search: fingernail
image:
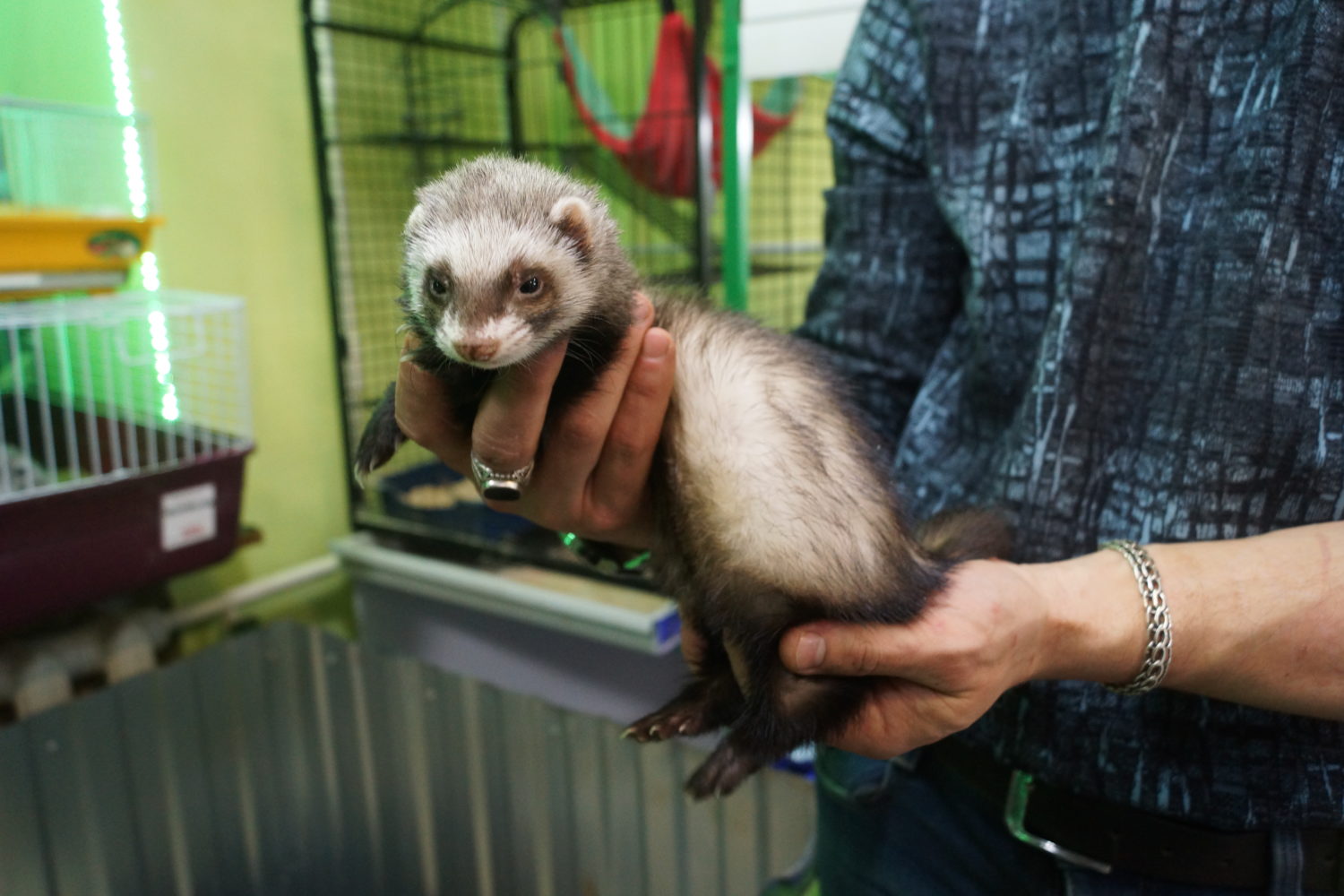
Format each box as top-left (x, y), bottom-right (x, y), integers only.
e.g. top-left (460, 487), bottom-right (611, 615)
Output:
top-left (634, 296), bottom-right (653, 323)
top-left (793, 632), bottom-right (827, 672)
top-left (644, 329), bottom-right (672, 358)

■ ■ ■

DO THIS
Put every line of the listing above into a Markdown table with the columns Row and Line, numbering the rows in order and skipping blank lines. Leave the pictures out.

TASK ANSWER
| Row | Line |
|---|---|
| 1 | search: fingernail |
| 2 | image: |
| 3 | Format each box as top-left (x, y), bottom-right (x, y), integers only. |
| 4 | e.g. top-left (460, 487), bottom-right (611, 615) |
| 5 | Output: |
| 6 | top-left (634, 296), bottom-right (653, 323) |
| 7 | top-left (793, 632), bottom-right (827, 672) |
| 8 | top-left (644, 329), bottom-right (672, 358) |